## Begin Information provided
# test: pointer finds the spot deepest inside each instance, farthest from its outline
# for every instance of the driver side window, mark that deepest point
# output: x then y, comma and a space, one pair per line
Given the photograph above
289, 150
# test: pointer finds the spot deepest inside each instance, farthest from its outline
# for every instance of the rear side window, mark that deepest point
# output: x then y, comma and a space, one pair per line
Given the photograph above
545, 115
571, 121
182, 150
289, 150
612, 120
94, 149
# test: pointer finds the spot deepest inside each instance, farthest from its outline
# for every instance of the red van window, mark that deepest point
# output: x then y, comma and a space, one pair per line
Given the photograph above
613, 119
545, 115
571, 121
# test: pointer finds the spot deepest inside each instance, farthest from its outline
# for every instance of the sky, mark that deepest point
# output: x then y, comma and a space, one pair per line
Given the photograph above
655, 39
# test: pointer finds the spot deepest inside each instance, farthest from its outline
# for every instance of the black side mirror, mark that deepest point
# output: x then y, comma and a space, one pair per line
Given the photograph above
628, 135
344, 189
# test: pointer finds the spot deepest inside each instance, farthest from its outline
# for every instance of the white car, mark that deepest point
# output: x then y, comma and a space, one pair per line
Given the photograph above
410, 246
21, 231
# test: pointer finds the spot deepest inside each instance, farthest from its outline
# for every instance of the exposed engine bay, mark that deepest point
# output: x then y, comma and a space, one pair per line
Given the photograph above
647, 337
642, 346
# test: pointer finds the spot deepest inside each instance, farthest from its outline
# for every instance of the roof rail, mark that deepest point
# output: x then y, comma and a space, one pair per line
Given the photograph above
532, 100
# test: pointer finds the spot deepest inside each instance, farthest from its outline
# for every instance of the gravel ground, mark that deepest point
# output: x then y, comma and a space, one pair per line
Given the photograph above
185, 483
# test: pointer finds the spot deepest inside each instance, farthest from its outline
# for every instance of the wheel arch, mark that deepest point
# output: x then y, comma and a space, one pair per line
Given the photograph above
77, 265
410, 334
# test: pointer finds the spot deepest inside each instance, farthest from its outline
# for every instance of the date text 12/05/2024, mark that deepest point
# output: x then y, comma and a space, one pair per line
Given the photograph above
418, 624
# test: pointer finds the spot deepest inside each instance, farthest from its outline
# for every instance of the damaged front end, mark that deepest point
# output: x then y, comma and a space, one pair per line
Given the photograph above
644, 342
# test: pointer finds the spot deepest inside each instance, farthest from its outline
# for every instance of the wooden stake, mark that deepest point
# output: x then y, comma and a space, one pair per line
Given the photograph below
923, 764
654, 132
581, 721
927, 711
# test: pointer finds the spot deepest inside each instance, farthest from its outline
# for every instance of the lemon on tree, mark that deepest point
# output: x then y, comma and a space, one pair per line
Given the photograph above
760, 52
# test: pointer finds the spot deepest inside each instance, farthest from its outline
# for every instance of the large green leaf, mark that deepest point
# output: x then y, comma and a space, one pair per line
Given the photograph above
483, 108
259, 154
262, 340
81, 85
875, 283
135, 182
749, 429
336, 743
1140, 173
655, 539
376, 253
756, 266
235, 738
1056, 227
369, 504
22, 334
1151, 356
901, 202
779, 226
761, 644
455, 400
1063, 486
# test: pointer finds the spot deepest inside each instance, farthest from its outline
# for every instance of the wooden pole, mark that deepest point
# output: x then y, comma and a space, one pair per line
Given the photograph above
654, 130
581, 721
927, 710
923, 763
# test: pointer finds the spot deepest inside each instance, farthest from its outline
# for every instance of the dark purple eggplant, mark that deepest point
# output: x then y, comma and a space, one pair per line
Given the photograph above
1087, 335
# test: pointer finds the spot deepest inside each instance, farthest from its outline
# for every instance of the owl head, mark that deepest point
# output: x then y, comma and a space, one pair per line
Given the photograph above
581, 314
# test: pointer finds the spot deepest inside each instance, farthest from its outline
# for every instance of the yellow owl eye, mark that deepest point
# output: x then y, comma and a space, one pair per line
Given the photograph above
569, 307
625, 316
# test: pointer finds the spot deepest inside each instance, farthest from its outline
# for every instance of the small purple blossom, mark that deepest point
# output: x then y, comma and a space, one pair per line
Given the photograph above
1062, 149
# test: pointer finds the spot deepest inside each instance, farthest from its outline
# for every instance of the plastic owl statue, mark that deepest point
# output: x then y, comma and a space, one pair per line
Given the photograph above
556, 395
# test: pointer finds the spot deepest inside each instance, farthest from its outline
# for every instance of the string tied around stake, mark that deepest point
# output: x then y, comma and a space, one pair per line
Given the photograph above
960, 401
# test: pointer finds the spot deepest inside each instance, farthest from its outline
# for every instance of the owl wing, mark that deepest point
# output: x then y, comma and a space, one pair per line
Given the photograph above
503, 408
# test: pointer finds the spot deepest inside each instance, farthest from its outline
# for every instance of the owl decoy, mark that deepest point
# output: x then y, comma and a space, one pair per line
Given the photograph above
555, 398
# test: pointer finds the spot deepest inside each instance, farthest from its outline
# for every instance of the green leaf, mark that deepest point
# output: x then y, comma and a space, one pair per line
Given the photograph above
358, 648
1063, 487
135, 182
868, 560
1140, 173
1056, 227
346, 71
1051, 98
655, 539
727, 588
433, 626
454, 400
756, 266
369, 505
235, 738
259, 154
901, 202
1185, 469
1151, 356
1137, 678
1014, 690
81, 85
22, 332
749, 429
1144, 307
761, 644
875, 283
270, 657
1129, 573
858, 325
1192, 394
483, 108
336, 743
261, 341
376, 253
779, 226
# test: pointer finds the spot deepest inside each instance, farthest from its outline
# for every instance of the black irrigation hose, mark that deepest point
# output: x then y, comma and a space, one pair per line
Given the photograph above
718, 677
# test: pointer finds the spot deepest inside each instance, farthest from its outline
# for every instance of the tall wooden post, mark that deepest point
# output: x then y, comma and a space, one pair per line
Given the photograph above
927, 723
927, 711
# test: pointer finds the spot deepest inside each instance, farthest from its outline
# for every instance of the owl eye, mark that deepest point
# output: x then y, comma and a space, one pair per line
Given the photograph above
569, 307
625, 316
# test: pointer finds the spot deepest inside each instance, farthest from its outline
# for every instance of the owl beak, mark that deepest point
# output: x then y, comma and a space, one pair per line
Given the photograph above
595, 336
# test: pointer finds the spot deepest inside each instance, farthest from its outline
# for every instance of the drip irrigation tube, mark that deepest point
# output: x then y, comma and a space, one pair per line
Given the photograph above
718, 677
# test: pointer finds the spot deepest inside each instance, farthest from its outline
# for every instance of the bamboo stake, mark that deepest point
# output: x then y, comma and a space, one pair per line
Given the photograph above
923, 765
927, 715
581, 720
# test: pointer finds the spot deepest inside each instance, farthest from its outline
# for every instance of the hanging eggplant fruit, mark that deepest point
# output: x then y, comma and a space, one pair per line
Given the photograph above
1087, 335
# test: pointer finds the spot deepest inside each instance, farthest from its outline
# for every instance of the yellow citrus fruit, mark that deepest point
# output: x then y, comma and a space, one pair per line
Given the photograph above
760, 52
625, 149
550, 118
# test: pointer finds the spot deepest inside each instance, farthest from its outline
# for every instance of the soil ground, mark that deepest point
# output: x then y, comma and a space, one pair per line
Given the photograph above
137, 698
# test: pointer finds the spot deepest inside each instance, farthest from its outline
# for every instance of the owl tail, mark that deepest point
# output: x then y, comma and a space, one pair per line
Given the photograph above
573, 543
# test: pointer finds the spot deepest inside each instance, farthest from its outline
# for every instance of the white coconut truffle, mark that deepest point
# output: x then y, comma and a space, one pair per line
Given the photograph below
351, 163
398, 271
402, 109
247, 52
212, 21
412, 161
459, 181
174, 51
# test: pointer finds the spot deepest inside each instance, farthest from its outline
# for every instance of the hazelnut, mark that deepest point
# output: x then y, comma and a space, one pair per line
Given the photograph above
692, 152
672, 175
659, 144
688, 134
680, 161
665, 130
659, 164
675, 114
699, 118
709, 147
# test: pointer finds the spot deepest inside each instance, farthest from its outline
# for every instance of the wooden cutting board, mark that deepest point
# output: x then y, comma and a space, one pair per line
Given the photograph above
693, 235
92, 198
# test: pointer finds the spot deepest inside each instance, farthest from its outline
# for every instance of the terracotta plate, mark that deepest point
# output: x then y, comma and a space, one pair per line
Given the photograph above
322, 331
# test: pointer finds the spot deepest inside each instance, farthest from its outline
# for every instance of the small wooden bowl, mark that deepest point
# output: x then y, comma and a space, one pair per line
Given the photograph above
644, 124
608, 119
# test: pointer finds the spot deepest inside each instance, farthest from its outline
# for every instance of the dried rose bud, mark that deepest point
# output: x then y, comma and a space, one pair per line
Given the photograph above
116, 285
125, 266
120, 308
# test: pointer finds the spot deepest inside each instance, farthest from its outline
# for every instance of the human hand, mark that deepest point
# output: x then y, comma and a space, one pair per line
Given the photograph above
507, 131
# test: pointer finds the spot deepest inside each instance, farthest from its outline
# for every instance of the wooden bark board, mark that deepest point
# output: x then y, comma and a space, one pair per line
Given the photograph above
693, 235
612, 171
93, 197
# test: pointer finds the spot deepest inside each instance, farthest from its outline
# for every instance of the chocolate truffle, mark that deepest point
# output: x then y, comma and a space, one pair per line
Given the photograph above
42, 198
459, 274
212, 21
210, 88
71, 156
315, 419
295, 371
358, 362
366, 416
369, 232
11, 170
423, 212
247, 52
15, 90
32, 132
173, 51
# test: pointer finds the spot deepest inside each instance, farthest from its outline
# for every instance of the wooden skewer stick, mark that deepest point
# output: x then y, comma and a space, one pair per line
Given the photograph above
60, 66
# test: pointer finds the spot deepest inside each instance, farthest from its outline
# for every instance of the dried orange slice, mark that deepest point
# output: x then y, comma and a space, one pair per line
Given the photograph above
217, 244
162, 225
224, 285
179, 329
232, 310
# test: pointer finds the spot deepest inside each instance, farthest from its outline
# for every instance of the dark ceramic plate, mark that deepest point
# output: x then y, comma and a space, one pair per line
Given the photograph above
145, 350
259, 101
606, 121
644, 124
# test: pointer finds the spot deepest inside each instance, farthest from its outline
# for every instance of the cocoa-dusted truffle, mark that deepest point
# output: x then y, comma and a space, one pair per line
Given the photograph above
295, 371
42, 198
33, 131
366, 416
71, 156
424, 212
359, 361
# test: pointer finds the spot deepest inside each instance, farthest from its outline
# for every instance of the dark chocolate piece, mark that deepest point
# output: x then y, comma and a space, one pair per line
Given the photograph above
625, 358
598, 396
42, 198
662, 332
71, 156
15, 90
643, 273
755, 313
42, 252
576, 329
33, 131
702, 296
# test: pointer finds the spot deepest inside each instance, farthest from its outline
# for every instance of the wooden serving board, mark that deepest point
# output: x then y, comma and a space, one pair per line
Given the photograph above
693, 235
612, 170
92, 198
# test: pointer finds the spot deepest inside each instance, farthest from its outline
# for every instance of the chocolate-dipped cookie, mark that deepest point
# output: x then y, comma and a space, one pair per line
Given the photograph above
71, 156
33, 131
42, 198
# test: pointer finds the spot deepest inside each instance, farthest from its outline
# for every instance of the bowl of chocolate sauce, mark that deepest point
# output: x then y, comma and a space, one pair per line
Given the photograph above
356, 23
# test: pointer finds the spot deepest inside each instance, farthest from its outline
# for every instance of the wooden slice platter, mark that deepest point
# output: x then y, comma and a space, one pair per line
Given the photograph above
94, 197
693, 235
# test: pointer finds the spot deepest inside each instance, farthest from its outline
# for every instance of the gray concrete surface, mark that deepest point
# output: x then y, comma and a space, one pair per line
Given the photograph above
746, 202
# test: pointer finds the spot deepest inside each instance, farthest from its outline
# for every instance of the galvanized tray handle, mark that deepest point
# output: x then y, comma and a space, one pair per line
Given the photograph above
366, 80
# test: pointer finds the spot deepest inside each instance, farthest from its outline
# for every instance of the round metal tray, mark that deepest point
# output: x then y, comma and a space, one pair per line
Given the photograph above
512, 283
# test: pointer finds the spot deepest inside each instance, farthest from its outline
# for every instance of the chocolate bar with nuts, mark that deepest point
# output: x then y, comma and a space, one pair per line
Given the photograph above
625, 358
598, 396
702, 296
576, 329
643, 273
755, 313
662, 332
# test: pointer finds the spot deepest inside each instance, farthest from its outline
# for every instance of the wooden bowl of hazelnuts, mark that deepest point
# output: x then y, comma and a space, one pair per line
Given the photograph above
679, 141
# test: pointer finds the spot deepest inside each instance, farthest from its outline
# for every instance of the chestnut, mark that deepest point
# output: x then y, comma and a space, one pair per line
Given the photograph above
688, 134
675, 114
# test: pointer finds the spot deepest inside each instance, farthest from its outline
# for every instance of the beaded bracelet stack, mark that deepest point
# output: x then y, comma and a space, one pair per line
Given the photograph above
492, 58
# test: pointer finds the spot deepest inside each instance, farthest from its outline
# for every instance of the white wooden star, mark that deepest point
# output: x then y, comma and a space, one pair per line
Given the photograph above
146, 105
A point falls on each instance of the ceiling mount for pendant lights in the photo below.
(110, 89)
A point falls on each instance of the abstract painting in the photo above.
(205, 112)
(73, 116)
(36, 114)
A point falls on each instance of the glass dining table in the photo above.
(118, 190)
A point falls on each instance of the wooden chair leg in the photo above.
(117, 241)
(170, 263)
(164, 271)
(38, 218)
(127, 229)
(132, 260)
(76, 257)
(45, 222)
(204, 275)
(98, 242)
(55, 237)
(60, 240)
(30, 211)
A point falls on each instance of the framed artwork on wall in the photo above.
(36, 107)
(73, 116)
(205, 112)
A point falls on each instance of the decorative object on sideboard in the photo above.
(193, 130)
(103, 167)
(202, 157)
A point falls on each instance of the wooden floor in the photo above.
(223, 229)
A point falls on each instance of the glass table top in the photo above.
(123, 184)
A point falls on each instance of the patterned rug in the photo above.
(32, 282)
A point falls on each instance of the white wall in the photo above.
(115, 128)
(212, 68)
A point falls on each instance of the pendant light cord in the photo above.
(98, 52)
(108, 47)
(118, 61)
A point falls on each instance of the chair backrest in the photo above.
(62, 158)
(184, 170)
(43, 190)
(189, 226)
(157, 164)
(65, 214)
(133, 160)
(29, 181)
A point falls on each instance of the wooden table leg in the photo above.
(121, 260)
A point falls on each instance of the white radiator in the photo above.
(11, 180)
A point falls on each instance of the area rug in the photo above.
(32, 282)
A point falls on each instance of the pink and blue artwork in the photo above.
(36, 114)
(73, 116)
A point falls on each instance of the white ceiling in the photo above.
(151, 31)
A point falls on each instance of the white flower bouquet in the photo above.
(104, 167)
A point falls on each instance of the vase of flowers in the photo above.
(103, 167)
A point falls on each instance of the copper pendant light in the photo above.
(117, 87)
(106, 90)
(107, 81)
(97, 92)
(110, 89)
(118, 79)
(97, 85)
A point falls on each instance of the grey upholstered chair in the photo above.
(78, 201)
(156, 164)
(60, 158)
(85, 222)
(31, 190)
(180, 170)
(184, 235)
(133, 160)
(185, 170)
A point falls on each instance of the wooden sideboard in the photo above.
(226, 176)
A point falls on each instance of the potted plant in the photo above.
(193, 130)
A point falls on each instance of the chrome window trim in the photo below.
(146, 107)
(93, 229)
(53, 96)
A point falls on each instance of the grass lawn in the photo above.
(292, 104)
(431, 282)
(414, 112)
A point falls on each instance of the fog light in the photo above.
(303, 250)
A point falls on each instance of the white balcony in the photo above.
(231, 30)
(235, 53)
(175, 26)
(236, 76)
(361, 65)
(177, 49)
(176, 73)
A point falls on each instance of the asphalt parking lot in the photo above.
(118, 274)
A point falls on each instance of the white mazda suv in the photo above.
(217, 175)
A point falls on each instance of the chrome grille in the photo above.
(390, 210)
## End Information provided
• [Exercise task]
Convert everything from the line containing "A point falls on each instance of the chrome window" down to the end of the listing into a JSON list of strings, one string per line, with blank lines omitted.

• [Response for this exercise]
[
  "A point falls on each instance of the chrome window trim in the photo below.",
  "(146, 107)",
  "(93, 229)",
  "(53, 96)",
  "A point falls on each instance of the grass lawn in the photo above.",
  "(292, 104)",
  "(431, 282)",
  "(414, 112)",
  "A point falls on each instance of the fog light in the photo above.",
  "(303, 250)",
  "A point falls on each instance of the white balcony in the photo above.",
  "(231, 30)",
  "(235, 53)",
  "(175, 26)",
  "(236, 76)",
  "(361, 65)",
  "(177, 49)",
  "(176, 73)",
  "A point falls on each instance of the asphalt parking lot in the photo above.",
  "(118, 274)",
  "A point falls on each instance of the white mazda suv in the photo above.",
  "(217, 175)",
  "A point falls on each instance of the chrome grille in the photo above.",
  "(390, 210)"
]